Object outline annotations —
Start
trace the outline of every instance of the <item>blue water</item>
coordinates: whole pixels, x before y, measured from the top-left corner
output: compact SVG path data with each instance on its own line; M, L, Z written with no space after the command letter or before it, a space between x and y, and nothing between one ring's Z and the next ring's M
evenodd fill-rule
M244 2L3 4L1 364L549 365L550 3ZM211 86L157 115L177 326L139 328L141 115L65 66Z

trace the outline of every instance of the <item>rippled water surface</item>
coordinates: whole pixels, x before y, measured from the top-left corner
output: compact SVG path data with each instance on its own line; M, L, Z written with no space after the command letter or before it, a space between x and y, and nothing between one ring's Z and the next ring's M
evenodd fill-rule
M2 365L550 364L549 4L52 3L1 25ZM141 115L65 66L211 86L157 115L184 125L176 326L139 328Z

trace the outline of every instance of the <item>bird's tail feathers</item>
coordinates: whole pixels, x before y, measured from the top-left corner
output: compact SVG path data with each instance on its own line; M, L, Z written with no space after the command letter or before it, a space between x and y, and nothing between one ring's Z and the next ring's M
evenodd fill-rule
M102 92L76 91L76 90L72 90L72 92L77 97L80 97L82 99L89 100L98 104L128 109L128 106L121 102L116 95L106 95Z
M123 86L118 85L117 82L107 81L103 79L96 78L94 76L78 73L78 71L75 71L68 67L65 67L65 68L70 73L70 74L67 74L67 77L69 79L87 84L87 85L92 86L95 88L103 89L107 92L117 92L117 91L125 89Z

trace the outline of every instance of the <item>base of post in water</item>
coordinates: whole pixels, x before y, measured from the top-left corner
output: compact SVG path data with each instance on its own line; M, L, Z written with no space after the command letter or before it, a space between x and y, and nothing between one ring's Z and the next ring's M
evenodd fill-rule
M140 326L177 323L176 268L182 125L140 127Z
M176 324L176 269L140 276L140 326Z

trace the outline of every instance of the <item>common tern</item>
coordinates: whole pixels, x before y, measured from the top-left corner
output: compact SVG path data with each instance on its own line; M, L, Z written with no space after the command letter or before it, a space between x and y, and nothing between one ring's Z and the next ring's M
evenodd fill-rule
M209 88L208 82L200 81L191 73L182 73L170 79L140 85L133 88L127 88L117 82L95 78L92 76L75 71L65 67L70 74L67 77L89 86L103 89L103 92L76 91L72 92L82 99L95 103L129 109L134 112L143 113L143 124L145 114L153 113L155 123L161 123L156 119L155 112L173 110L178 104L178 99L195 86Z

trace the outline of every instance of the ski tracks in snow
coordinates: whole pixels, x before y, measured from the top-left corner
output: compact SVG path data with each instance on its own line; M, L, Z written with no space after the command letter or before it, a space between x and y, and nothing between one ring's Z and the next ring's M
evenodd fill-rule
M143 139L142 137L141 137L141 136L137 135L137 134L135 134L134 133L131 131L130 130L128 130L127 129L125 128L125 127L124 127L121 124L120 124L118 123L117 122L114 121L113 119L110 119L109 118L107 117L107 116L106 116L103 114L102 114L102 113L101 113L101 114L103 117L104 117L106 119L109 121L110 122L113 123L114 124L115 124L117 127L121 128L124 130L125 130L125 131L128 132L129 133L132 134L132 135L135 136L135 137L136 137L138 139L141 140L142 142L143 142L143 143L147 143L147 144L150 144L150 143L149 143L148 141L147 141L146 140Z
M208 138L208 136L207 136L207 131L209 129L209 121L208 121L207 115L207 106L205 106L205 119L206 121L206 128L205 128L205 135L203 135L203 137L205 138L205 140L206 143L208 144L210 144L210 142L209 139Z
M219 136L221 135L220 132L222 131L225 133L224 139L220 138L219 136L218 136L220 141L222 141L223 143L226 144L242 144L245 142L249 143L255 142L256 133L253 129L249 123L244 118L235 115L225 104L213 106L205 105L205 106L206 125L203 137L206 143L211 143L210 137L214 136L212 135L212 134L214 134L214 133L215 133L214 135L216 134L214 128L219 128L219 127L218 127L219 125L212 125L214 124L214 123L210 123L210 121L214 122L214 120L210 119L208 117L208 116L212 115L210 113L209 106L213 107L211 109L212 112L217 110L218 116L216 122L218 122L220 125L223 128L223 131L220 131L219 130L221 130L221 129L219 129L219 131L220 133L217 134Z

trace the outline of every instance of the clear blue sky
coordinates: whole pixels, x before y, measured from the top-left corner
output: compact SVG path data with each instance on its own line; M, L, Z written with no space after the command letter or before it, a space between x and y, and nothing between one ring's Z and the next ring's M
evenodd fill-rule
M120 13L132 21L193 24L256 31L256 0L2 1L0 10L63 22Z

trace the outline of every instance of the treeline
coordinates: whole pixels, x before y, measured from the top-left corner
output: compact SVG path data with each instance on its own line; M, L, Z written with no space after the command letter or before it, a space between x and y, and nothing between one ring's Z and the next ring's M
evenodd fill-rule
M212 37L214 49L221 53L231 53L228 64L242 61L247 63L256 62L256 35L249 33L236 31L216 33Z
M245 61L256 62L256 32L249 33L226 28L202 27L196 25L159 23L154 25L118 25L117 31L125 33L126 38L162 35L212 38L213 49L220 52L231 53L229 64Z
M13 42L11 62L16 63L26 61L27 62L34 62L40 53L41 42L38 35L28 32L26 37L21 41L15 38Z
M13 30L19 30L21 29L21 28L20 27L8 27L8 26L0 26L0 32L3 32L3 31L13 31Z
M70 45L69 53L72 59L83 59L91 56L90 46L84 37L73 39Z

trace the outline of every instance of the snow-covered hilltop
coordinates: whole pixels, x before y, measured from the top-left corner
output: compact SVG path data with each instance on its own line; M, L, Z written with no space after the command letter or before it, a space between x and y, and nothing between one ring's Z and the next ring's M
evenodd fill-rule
End
Task brief — Copy the listing above line for line, without changing a single character.

Output for this exercise —
trace the outline of every instance of the <item>blue water</item>
coordinates: whole pixels, x before y, measured from the top-left corner
output: compact SVG path data with each instance on its own line; M, L, Z written with no space after the command letter or before it, a space between x and y, and nothing between one ring's Z and the next ring's M
evenodd fill-rule
M244 2L3 4L1 364L549 365L550 3ZM211 86L157 115L177 326L139 328L141 115L65 66Z

trace the outline of every instance of the <item>rippled water surface</item>
coordinates: whole pixels, x before y, measured from the top-left corner
output: compact SVG path data with each instance on its own line; M, L, Z written with no space after the command letter or before it, a space between x and y, and nothing between one ring's Z and the next ring's M
evenodd fill-rule
M2 365L550 364L549 4L52 3L1 25ZM141 115L65 66L211 86L157 115L184 125L176 326L139 328Z

trace the outline of every instance of the <item>bird's tail feathers</item>
coordinates: whole pixels, x before y, measured from the top-left corner
output: compact SVG path data with each instance on its own line; M, L, Z written with no space after the command letter or before it, a space between x and y, and nothing between one ring's Z and the next ring's M
evenodd fill-rule
M102 92L76 91L76 90L72 90L72 92L77 97L80 97L82 99L89 100L98 104L128 109L128 106L121 102L116 95L106 95Z
M123 86L118 85L117 82L107 81L103 79L96 78L94 76L78 73L78 71L75 71L68 67L65 67L65 68L70 73L70 74L67 74L67 77L69 79L87 84L87 85L92 86L95 88L103 89L107 92L117 92L117 91L125 89Z

trace the outline of every instance of the <item>base of post in water</item>
coordinates: whole pixels, x before y, measured from the top-left corner
output: compact SVG path data with each instance on its own line; M, L, Z written with no space after the command letter or before it, a space between x and y, and nothing between one ring's Z and the next ring's M
evenodd fill-rule
M140 326L177 323L176 268L182 125L140 127Z
M176 324L176 269L140 276L140 326Z

trace the outline of every instance of the <item>common tern</item>
coordinates: whole pixels, x before y, measured from the top-left corner
output: compact SVG path data with each instance on its own line; M, L, Z written with no space after the command letter or before it, a space between x and y, and nothing between one ring's Z and the next ring's M
evenodd fill-rule
M209 88L208 82L200 81L191 73L182 73L170 79L140 85L133 88L127 88L117 82L95 78L92 76L75 71L65 67L70 74L67 77L89 86L103 89L103 92L76 91L72 92L82 99L95 103L129 109L134 112L143 113L143 124L145 114L153 113L155 123L161 123L156 119L155 112L173 110L178 104L178 99L195 86Z

trace the outline of every instance of the ski tracks in snow
coordinates: whole pixels, x before y, measured from the top-left corner
output: compact SVG path data with each instance on its own line; M, L, Z written with no space after the command letter or before it, a space between x and y, and nothing between one ring's Z and the next ring's M
evenodd fill-rule
M143 139L142 137L141 137L141 136L137 135L137 134L135 134L134 133L131 131L130 130L128 130L127 129L125 128L125 127L124 127L121 124L120 124L118 123L117 122L114 121L113 119L110 119L109 118L107 117L107 116L106 116L103 114L102 114L102 113L101 113L101 114L103 117L104 117L106 119L109 121L110 122L113 123L114 124L115 124L117 127L121 128L124 130L125 130L125 131L128 132L129 133L132 134L132 135L135 136L135 137L136 137L138 139L141 140L142 142L143 142L143 143L147 143L147 144L150 144L150 143L149 143L148 141L147 141L146 140Z
M208 138L208 136L207 136L207 131L209 129L209 121L208 121L207 115L207 106L205 106L205 119L206 121L206 128L205 128L205 135L203 135L203 137L205 138L205 140L206 143L208 144L210 144L210 142L209 139Z
M219 136L221 135L220 132L222 131L225 133L224 139L220 138L219 136L218 136L220 141L222 141L223 143L226 144L242 144L245 142L249 143L255 142L256 133L253 129L249 123L244 118L235 115L225 104L213 106L205 105L205 106L206 125L203 137L206 143L211 143L210 137L214 136L212 135L212 134L214 134L214 133L215 133L214 135L216 134L214 128L219 128L219 127L218 127L219 125L212 125L214 124L214 123L210 123L210 121L214 122L214 120L210 119L208 117L208 116L212 115L210 113L209 106L213 107L211 109L212 112L217 110L218 116L216 122L218 122L220 125L223 128L223 131L220 131L219 130L221 130L221 129L219 129L219 131L220 133L217 134Z

trace the outline of every instance of the clear blue sky
coordinates: whole pixels, x before y, measured from the top-left corner
output: compact SVG path data with each instance on its own line; M, L, Z written with no space after the command letter or before it, a space between x and y, and nothing between one ring's Z and the next ring's M
evenodd fill-rule
M120 13L132 21L193 24L256 31L256 0L2 1L0 10L63 22Z

trace the outline of every instance of the treeline
coordinates: whole pixels, x before y, measured from the top-left corner
output: compact SVG path data with each instance on its own line; M, L, Z written with no space after the command letter or before it, a space between x and y, and nothing between one ring's Z and the next ring's M
evenodd fill-rule
M212 37L214 49L221 53L231 53L228 64L242 61L247 63L256 62L256 35L249 33L236 31L216 33Z
M245 61L256 62L256 32L249 33L226 28L202 27L196 25L159 23L154 25L118 25L117 31L125 33L126 38L162 35L212 38L213 49L220 52L231 53L229 64Z
M13 42L11 62L16 63L26 61L27 62L34 62L40 53L41 42L38 35L28 32L26 37L21 41L15 38Z
M13 30L19 30L21 29L21 28L20 27L8 27L8 26L0 26L0 32L3 32L3 31L13 31Z
M70 45L69 53L72 59L83 59L91 56L90 46L84 37L73 39Z

trace the outline of every instance of the snow-covered hilltop
coordinates: whole pixels, x before y, measured from the top-left corner
output: compact SVG path data with each instance on its own line; M, L, Z written with no space after the command letter or before it, a space between x and y, and nothing between one ring's Z and the next ring's M
evenodd fill-rule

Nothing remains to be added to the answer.